* Required work:
Count the lines below that contain the string "dark". Reply with the number alone.

** begin Source data **

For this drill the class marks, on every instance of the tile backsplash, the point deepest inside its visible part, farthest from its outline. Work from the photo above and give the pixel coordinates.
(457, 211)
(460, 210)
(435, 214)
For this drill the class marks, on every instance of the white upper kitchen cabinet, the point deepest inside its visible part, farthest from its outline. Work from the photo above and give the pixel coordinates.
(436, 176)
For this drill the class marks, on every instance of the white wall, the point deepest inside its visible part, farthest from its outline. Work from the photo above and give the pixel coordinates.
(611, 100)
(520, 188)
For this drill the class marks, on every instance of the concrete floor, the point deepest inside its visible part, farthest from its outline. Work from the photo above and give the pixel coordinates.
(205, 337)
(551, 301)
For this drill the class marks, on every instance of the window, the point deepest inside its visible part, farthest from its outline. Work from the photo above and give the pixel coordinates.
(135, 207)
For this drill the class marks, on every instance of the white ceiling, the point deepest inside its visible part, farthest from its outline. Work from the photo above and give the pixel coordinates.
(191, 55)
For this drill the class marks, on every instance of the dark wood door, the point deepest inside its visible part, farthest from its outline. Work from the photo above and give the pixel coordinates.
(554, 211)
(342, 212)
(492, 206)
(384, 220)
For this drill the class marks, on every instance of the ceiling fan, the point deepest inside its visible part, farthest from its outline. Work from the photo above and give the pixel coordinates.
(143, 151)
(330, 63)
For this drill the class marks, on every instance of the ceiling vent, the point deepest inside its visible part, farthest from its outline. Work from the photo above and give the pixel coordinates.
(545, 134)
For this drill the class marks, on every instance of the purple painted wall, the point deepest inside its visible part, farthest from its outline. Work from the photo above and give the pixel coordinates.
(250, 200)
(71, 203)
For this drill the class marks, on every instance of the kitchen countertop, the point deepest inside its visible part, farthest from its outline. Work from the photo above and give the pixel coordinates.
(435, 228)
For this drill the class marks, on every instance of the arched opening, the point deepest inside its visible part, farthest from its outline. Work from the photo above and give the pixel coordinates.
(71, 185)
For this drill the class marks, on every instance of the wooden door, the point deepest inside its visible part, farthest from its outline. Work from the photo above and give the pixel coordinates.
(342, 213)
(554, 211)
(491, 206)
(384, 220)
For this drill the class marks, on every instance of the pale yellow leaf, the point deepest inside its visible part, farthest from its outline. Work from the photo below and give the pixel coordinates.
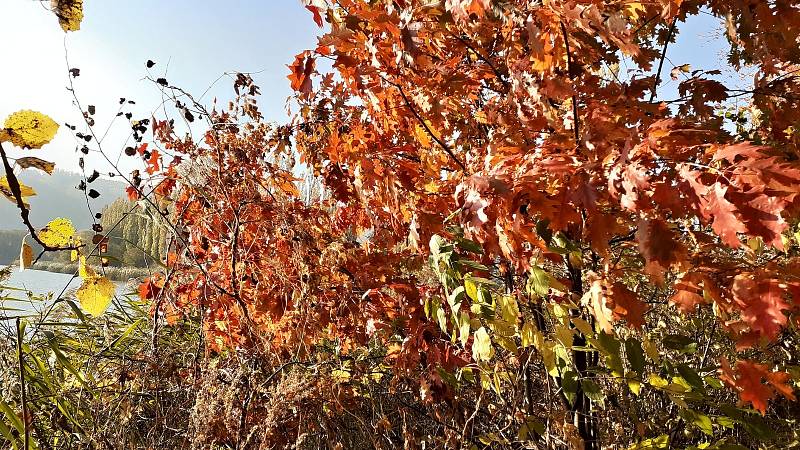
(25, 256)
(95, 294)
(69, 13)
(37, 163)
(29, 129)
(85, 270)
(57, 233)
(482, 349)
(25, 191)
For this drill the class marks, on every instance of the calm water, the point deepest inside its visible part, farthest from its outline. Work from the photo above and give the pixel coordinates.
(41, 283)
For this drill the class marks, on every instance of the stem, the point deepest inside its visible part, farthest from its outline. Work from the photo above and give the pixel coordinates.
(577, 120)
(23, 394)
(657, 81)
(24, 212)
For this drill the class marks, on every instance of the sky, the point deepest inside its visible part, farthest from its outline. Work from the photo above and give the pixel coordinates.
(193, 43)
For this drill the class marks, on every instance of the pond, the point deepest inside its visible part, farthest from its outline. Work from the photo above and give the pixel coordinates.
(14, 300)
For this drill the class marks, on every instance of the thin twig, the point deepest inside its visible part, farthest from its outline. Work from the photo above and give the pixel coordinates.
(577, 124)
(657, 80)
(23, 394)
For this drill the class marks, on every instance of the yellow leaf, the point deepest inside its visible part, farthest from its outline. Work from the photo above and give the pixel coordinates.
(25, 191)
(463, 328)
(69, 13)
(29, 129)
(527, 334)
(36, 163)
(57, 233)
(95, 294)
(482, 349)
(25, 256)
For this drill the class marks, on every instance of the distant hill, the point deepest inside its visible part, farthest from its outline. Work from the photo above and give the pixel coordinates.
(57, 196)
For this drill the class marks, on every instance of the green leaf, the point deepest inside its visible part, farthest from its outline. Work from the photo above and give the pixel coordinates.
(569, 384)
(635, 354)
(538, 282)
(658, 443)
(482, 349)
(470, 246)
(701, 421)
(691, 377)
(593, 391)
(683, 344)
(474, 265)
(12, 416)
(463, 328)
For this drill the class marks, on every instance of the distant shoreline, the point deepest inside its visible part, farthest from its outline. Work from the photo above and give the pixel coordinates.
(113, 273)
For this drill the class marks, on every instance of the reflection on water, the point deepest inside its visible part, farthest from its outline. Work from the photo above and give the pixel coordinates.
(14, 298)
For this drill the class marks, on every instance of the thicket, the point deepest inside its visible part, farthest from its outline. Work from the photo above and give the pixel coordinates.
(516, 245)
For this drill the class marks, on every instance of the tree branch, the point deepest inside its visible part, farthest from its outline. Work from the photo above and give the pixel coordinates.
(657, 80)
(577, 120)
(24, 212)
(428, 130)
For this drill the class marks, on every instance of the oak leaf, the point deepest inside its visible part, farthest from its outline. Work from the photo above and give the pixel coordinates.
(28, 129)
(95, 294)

** end Source data **
** begin Source data **

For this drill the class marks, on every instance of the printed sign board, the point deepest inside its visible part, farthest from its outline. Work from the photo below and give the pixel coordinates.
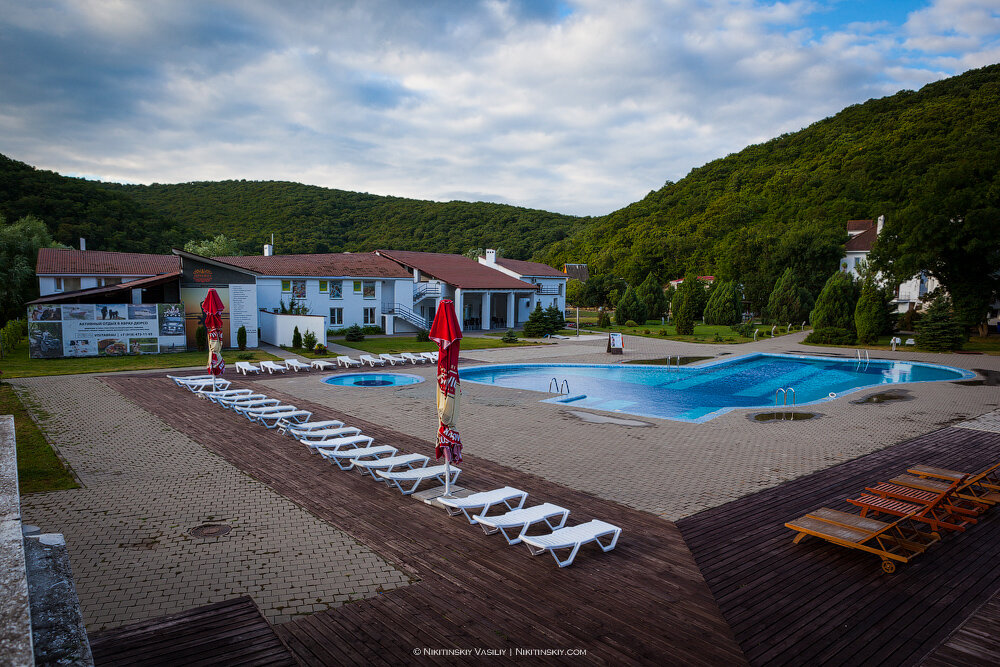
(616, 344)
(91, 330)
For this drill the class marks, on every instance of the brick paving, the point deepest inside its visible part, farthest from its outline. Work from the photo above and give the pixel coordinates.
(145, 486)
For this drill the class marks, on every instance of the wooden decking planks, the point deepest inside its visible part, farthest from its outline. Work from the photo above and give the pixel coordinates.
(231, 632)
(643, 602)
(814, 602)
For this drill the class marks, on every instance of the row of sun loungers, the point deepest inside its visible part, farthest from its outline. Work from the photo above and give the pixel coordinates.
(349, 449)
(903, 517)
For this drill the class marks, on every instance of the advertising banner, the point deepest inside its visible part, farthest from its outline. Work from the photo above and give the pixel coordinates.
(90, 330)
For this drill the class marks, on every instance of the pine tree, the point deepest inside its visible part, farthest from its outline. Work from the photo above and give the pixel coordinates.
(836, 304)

** end Source data **

* Completed task:
1